■ **Source excerpt**:
%%
Arthur Laffer had a boldly titled op-ed in Monday’s Wall Street Journal, “Tax Hikes and the 2011 Economic Collapse.” This piece has been invoked at least once every ten minutes on each subsequent episode of The Kudlow Report.
US tax rates will rise in 2011, when the Bush tax cuts expire. Laffer argues that, to avoid these higher tax rates, Americans are shifting economic activity into 2010 that otherwise would have occurred in 2011. This shift is artificially beefing up the economy this year, but will detract from it next year.
Even commentators skeptical of Laffer’s call for a 2011 contraction have mostly accepted his logic. They just contend that the microeconomics of tax shifting are not large enough to put much of a dent in macroeconomic variables.
It strikes me that there is also a problem with Laffer’s underlying logic. (Others have already refuted his claims about how past tax changes allegedly influenced past economic performance.) His op-ed presents one piece of current data:
Consider corporate profits as a share of GDP. Today, corporate profits as a share of GDP are way too high given the state of the U.S. economy. These high profits reflect the shift in income into 2010 from 2011. These profits will tumble in 2011 . . .
Laffer’s conjecture is that corporations are choosing to book profits in 2010 as opposed to 2011. But why? The US corporate income tax rate is not scheduled to change in 2011 (or subsequent years).
Which tax rates will change?
%%
■ **Exercise goal**:
List every person, newspaper, and show that the tax-shifting commentary names.

■ **Available data**:
%%
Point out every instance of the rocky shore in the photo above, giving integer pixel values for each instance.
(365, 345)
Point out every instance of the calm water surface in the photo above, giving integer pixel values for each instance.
%%
■ **Output below**:
Arthur Laffer
Wall Street Journal
The Kudlow Report
Bush